Could you return only the lines that run from the line with "the man's ear" through the final line of the data, exactly as they stand?

(DATA TO EXAMINE):
········
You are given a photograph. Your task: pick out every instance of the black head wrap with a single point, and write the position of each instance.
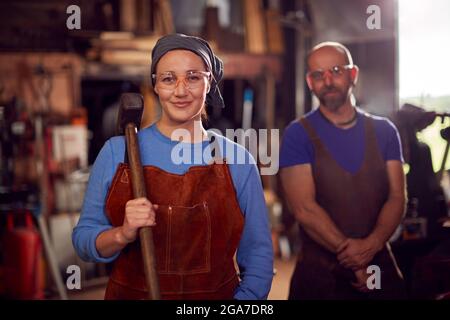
(202, 49)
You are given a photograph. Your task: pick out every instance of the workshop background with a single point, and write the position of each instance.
(60, 83)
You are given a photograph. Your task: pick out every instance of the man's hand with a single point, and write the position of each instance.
(357, 253)
(361, 280)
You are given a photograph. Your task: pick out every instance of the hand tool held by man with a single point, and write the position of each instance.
(139, 212)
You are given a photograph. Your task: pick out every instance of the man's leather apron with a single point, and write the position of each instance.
(198, 228)
(353, 201)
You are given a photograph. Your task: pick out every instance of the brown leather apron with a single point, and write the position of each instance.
(353, 201)
(198, 228)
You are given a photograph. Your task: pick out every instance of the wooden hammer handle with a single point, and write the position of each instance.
(145, 233)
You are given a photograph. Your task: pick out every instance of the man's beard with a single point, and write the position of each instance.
(335, 101)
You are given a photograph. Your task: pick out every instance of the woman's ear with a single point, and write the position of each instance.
(354, 72)
(309, 82)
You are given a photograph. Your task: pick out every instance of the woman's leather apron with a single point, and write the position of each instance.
(198, 228)
(353, 201)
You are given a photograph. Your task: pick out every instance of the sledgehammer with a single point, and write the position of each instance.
(129, 120)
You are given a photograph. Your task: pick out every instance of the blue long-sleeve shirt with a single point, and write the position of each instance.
(254, 254)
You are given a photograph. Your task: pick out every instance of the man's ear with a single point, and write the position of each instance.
(354, 72)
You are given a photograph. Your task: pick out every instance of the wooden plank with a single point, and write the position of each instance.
(275, 39)
(128, 15)
(255, 39)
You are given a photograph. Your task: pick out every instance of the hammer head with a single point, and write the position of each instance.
(130, 110)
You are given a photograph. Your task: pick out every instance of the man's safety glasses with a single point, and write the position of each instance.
(336, 72)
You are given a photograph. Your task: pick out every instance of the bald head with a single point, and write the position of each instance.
(329, 50)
········
(SOLUTION TO THIS TASK):
You are given a photograph. Your task: pick out every instance of the man's ear with a single point, and write the position of each instance.
(354, 72)
You are given a photograph. Your task: pick out every instance of the wooden plank with a single point, and write the position of each instance.
(275, 39)
(128, 15)
(255, 39)
You are given a photograph. Your task: pick out every instance of the hammer head with a single point, and write the position of each instance.
(130, 110)
You are given a photograph. Your task: pick out every instance of the man's safety glasses with a single point, and write the position of each instance.
(336, 72)
You are given a photograph. Your task: pick out every instance of the bald head with a single point, and write the position of each instance.
(329, 50)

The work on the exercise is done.